■ Your goal:
All of the data below needs to be set down again, exactly as shown.

■ Data to use:
☆ ☆ ☆ ☆ ☆ ☆ ☆

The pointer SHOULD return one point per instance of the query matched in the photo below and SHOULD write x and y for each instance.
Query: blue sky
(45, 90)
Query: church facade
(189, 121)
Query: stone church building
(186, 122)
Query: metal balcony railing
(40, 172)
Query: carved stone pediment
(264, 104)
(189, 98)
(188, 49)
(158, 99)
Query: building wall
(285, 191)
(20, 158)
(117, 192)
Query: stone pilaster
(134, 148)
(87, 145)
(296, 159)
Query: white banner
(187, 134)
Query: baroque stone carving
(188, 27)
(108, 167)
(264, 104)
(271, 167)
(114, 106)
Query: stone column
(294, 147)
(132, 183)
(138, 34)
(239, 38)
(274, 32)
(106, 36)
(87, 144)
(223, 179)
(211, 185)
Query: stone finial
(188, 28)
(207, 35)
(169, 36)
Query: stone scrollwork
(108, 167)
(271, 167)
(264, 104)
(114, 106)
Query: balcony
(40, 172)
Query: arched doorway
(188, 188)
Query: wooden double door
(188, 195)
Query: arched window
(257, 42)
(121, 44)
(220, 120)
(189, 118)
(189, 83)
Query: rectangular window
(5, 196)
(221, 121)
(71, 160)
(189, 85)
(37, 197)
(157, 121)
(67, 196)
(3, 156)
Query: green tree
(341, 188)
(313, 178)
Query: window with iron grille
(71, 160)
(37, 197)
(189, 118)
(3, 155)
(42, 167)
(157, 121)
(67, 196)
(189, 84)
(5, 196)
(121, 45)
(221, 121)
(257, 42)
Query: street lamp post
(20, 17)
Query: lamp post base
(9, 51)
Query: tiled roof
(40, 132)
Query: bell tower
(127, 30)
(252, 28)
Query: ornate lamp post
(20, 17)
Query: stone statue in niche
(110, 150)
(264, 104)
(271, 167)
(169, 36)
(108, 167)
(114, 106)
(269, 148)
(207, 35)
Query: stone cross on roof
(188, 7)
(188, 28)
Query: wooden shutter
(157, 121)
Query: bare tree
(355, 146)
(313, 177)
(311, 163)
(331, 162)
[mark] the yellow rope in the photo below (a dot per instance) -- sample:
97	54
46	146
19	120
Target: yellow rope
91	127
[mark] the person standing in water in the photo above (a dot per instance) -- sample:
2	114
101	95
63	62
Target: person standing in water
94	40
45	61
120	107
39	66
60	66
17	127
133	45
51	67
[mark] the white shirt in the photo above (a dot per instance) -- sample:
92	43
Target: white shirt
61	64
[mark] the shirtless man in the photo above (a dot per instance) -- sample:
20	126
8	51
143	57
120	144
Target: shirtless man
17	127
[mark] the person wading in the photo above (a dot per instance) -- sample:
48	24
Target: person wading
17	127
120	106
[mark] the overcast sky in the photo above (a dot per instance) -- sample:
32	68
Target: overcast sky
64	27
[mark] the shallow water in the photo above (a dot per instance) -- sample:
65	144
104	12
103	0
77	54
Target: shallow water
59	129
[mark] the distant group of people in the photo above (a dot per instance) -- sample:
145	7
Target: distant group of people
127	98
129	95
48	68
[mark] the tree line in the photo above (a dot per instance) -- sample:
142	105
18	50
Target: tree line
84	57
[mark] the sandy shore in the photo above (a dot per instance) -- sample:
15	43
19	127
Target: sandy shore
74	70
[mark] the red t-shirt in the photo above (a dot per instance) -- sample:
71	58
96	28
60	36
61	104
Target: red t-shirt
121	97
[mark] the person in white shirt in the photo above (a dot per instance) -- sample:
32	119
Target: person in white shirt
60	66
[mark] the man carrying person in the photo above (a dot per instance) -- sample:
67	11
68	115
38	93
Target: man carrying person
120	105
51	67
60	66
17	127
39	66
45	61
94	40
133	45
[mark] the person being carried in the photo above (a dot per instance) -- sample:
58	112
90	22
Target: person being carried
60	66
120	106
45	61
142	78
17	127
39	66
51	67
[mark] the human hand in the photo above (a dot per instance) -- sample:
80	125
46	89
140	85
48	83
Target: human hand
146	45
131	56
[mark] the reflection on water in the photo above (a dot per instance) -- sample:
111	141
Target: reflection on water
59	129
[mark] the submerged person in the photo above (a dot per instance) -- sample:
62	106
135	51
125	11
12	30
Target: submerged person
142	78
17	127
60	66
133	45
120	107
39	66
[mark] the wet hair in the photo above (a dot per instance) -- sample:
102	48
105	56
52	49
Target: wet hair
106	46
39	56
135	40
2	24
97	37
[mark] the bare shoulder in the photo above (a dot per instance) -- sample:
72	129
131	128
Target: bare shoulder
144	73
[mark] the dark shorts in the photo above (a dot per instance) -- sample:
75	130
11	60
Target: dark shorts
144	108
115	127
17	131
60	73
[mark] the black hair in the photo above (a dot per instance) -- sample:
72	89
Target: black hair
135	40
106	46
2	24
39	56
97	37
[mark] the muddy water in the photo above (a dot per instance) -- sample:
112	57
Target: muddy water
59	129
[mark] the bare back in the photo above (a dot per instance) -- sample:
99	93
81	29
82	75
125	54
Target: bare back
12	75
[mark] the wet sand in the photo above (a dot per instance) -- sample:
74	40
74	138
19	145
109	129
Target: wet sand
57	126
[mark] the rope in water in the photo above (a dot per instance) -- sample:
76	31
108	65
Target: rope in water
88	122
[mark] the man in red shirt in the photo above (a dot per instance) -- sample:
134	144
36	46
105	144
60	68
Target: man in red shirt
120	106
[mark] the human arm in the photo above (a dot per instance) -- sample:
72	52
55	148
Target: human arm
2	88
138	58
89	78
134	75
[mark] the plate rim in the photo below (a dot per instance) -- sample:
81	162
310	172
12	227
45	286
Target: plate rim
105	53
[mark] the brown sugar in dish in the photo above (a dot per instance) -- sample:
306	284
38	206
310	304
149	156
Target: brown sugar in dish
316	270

☆ ☆ ☆ ☆ ☆ ☆ ☆

■ Exercise solution:
The pointer SHOULD return one point per instance of the query matched in the photo below and SHOULD write x and y for each instance.
Query: blue sky
(45, 90)
Query: church facade
(189, 121)
Query: stone church building
(186, 122)
Query: metal balcony railing
(40, 172)
Query: carved stone pediment
(264, 104)
(189, 98)
(188, 49)
(158, 99)
Query: building wall
(285, 191)
(20, 158)
(117, 192)
Query: stone pilaster
(134, 148)
(87, 145)
(296, 159)
Query: white banner
(187, 134)
Query: baroque stone carving
(188, 27)
(108, 167)
(264, 104)
(271, 167)
(114, 106)
Query: stone column
(294, 147)
(132, 183)
(138, 34)
(239, 38)
(274, 32)
(106, 36)
(87, 144)
(223, 179)
(211, 185)
Query: stone finial
(188, 28)
(207, 35)
(169, 36)
Query: stone scrollwork
(108, 167)
(271, 167)
(264, 104)
(114, 106)
Query: balcony
(40, 172)
Query: arched doorway
(188, 188)
Query: wooden double door
(188, 195)
Query: arched window
(257, 42)
(121, 44)
(220, 120)
(189, 118)
(189, 83)
Query: rectangular window
(5, 196)
(221, 121)
(71, 160)
(189, 85)
(37, 197)
(157, 121)
(67, 196)
(3, 156)
Query: green tree
(341, 188)
(313, 178)
Query: window with iron grille
(71, 160)
(37, 197)
(189, 118)
(3, 155)
(42, 167)
(157, 121)
(67, 196)
(189, 84)
(5, 196)
(121, 45)
(221, 121)
(257, 42)
Query: street lamp post
(20, 17)
Query: lamp post base
(9, 51)
Query: tiled roof
(40, 132)
Query: bell tower
(127, 30)
(252, 28)
Query: ornate lamp post
(20, 17)
Query: stone statue in niche
(110, 150)
(264, 104)
(271, 167)
(169, 36)
(108, 167)
(114, 106)
(269, 148)
(207, 35)
Query: stone cross on roof
(188, 7)
(188, 28)
Query: wooden shutter
(157, 121)
Query: bare tree
(355, 146)
(313, 177)
(311, 163)
(331, 162)
[mark] the yellow rope in the photo below (a dot per instance) -- sample:
97	54
46	146
19	120
Target: yellow rope
91	127
[mark] the person standing in water in the photo above (a dot per instance) -- sample:
2	114
101	95
63	62
Target: person standing in water
94	40
45	61
120	107
39	66
60	66
17	127
133	45
51	67
[mark] the white shirt in the photo above (a dot per instance) -- sample:
92	43
Target: white shirt
61	64
[mark] the shirtless man in the photo above (a dot per instance) -- sample:
20	126
8	51
143	57
120	144
Target: shirtless man
17	127
[mark] the person wading in the photo above (a dot per instance) -- sample:
48	24
Target: person wading
17	127
120	106
[mark] the overcast sky in the photo above (a dot per instance) -- sample:
32	68
Target: overcast sky
64	27
[mark] the shallow water in the photo above (a dot per instance) -- sample:
65	144
104	12
103	0
77	54
Target: shallow water
59	129
[mark] the distant group of people in the photo above (a dot per instance) -- sample:
145	7
Target: distant group of people
127	98
129	95
48	68
[mark] the tree line in the photo above (a dot per instance) -- sample:
142	105
18	50
Target: tree line
84	57
[mark] the sandy shore in the photo above (a dot per instance) -- sample:
15	43
19	127
Target: sandy shore
74	70
[mark] the red t-shirt in the photo above (a dot per instance) -- sample:
71	58
96	28
60	36
61	104
Target: red t-shirt
121	97
[mark] the person in white shirt in the photo above (a dot per instance) -- sample:
32	119
Target: person in white shirt
60	66
[mark] the man carrying person in the photo above (a dot per instance) -- sample:
67	11
68	115
38	93
Target: man carrying person
120	105
51	67
60	66
17	127
39	66
45	61
94	40
133	45
[mark] the person being carried in the photo above (a dot per instance) -- sample:
58	112
90	22
Target: person being carried
60	66
120	106
45	61
142	78
17	127
39	66
51	67
[mark] the human hand in the photo above (a dot per instance) -- sample:
80	125
46	89
140	85
48	83
Target: human hand
146	45
131	56
[mark] the reflection on water in the photo above (a dot per instance) -- sample:
111	141
Target: reflection on water
59	129
[mark] the submerged person in the photo above (a dot per instance) -- sample:
62	106
135	51
125	11
12	30
Target: submerged person
142	78
17	127
60	66
133	45
120	107
39	66
[mark] the wet hair in the photo above (a dot per instance) -- sample:
102	48
105	56
52	49
Target: wet hair
106	46
39	56
135	40
2	24
97	37
[mark] the bare shoulder in the photo above (a dot per instance) -- sample:
72	129
131	128
Target: bare shoulder
144	73
[mark] the dark shorts in the photo above (a dot per instance) -- sample:
75	130
11	60
Target: dark shorts
144	108
115	127
17	131
60	73
[mark] the black hair in the photo above (a dot per instance) -- sample:
72	89
Target: black hair
135	40
106	46
2	24
39	56
97	37
[mark] the muddy water in the photo above (a dot per instance) -- sample:
112	57
Target: muddy water
59	129
[mark] the bare back in the photo above (a dot per instance) -- sample:
99	93
81	29
82	75
125	54
Target: bare back
12	75
[mark] the wet sand in the photo above (a dot per instance) -- sample:
74	40
74	138
19	145
109	129
Target: wet sand
57	126
[mark] the rope in water in the photo above (a dot per instance) -- sample:
76	31
108	65
Target: rope in water
88	122
[mark] the man in red shirt in the photo above (a dot per instance) -- sample:
134	144
36	46
105	144
60	68
Target: man in red shirt
120	106
[mark] the human arm in the photo above (a dot per instance) -- sample:
72	52
55	148
Target: human arm
2	88
138	58
89	78
134	75
[mark] the plate rim in the photo below (a dot per instance) -- sample:
81	162
310	172
12	227
45	286
Target: plate rim
105	53
[mark] the brown sugar in dish in the photo above (a dot per instance) -- sample:
306	284
38	206
310	304
149	156
Target: brown sugar in dish
316	270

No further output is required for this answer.